Fiquei me perguntando esses dias o que significam esses crescentes ataques à ciência e aos formadores de opinião. Será que, diante do cenário surreal e do número absurdo de mortes por COVID-19 no Brasil, o Governo tem medo de que a sociedade e as várias autoridades responsáveis pela gestão do país, em diferentes esferas e nos diferentes poderes, comecem lentamente a acordar do seu sono letárgico e perceber que não é possível mais continuar dessa forma? Será que a opinião dos cientistas tem esse poder e podem mesmo ajudar nessa direção? Temos essa credibilidade? Parece que o movimento antivacina no Brasil está arrefecendo e as pessoas estão começando a perceber que a única solução para sairmos da crise é ampliar a vacinação a qualquer custo (além de ficar em isolamento até que as vacinas cheguem...). O falso dilema entre “saúde e economia”, tão falado pelo Governo, começa a ser seriamente questionado pelos próprios economistas e empresários...De qualquer modo, a concretização das intimidações e agressões mostra a explícita consolidação do Estado totalitário e teocrático, no qual não há mais liberdade de expressão por repressão do Estado ou da própria sociedade. Vamos torcer para que a sociedade reaja contra isso e diga um basta diante de tantos retrocessos!

Questões propostas:
a – De acordo com o texto sobre os ataques à ciência, qual é a única solução para sair da crise que as pessoas estão começando a perceber?
b – Prossiga a redação do texto sobre os ataques à ciência, partindo da última frase apresentada.

Os dados:
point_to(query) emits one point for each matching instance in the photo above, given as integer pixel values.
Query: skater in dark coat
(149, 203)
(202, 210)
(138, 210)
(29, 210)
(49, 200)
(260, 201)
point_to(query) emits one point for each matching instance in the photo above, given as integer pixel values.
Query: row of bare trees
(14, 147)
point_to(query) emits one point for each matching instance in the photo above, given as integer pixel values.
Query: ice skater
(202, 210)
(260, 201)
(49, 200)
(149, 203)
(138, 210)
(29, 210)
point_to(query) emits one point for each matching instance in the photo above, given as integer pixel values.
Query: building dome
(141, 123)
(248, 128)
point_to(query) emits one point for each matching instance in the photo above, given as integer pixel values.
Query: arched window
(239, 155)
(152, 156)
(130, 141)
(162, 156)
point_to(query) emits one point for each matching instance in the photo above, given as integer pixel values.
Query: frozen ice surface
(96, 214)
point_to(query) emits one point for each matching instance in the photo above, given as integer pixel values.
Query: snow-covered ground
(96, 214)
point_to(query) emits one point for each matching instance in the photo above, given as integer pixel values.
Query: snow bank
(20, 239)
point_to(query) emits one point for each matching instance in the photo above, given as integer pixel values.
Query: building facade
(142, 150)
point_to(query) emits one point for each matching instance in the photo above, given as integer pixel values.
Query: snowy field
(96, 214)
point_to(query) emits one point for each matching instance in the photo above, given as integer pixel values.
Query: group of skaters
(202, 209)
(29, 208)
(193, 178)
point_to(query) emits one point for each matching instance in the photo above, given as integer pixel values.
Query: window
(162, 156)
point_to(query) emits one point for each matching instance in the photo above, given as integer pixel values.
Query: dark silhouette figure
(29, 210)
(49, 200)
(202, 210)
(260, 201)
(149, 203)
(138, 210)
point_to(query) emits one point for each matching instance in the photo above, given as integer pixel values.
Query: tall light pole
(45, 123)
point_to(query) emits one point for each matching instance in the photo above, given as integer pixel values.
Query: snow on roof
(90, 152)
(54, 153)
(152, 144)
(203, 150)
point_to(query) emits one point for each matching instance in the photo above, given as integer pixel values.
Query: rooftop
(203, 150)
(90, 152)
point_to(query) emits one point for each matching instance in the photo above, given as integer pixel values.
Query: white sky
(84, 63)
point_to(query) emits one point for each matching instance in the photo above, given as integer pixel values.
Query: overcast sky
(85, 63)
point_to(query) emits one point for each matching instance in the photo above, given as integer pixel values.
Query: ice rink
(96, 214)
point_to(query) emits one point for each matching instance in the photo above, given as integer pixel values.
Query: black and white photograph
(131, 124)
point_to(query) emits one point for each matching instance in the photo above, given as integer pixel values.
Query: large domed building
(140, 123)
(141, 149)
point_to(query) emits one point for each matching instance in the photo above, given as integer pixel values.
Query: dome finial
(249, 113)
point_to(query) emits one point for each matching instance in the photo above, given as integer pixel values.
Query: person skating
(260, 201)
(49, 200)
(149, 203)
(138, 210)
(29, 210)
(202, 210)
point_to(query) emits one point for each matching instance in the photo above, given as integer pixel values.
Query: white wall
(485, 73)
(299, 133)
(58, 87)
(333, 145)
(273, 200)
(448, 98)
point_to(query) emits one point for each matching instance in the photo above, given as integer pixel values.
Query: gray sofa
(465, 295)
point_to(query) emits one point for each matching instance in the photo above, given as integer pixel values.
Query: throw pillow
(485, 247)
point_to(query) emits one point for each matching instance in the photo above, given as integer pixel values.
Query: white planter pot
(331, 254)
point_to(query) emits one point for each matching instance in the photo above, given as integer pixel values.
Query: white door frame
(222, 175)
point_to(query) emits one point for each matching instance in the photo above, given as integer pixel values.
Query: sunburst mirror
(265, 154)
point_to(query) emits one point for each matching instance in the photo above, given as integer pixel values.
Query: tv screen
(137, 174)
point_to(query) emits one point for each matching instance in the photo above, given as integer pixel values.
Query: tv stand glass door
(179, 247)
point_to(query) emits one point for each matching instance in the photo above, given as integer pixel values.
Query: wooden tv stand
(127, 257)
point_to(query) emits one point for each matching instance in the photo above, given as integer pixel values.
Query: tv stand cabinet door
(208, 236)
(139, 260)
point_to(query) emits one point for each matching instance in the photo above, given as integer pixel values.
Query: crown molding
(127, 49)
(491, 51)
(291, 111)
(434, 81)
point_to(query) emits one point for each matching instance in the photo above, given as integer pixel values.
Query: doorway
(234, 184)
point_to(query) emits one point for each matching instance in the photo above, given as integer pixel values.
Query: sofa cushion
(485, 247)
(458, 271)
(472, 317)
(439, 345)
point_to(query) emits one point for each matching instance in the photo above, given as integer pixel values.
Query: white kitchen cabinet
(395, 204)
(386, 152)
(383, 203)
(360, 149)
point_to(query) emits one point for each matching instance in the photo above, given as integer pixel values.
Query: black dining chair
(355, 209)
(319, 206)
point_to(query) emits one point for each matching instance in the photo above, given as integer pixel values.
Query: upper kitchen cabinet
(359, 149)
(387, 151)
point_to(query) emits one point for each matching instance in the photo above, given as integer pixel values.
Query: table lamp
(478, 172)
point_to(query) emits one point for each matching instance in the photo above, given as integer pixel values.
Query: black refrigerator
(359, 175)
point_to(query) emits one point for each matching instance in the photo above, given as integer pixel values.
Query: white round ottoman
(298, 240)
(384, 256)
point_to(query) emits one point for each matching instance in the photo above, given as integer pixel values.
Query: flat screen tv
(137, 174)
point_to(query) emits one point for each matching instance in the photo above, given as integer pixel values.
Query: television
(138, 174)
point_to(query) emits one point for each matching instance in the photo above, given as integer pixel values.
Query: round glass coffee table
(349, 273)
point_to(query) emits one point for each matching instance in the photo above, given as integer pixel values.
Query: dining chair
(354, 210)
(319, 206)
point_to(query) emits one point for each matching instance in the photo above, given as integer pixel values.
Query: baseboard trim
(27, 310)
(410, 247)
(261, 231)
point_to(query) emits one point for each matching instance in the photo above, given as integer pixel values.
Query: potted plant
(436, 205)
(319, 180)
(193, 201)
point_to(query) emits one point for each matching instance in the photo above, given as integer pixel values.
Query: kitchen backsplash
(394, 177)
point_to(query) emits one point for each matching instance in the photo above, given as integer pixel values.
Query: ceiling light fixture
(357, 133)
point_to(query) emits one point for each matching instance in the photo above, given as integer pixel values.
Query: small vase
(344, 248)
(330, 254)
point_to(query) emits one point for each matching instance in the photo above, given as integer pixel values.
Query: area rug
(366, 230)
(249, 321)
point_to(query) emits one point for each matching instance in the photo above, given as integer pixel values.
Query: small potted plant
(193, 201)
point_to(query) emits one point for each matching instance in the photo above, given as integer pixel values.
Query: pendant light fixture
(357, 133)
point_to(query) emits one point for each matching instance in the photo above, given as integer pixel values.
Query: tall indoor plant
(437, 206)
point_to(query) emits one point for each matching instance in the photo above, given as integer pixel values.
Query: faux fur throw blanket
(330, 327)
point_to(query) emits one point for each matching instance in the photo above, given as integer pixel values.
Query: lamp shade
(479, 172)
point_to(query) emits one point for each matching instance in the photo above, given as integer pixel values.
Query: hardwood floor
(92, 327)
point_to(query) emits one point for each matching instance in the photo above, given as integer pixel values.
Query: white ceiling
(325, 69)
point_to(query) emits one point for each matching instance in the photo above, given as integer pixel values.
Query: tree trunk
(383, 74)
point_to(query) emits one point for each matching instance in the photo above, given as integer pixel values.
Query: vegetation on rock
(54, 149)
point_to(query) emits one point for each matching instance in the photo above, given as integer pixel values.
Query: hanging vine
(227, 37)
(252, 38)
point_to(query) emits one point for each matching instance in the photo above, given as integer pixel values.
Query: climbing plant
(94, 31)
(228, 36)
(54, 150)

Respostas:
a – Ampliar a vacinação a qualquer custo, além de ficar em isolamento até que as vacinas cheguem.

b –
Em síntese, além de lidar com uma pandemia que causou sérios problemas de saúde pública e, consequentemente, levou a problemas sociais e econômicos inimagináveis em todo o mundo (e ainda não sabemos de fato o que está por vir), temos no Brasil um efeito sinérgico ligado ao Governo negacionista que não só aumenta o número de mortes e o sofrimento, mas expõe uma série de outros problemas na nossa sociedade. Temos um avanço do negacionismo, uma guerra de narrativas que deixa a sociedade confusa e, finalmente, uma perseguição explícita e legitimada pelo Estado e pelos seguidores do presidente aos políticos, influenciadores, pesquisadores, médicos e profissionais de saúde que tendam ajudar a achar soluções para o problema. Uma situação surreal que não imaginamos em nossos piores pesadelos...Parafraseando o título do excelente livro de Tom Clancy, o que fazer diante da “soma de todos os medos” ?
Artigo bastante lúcido como sempre. Parabéns Zé!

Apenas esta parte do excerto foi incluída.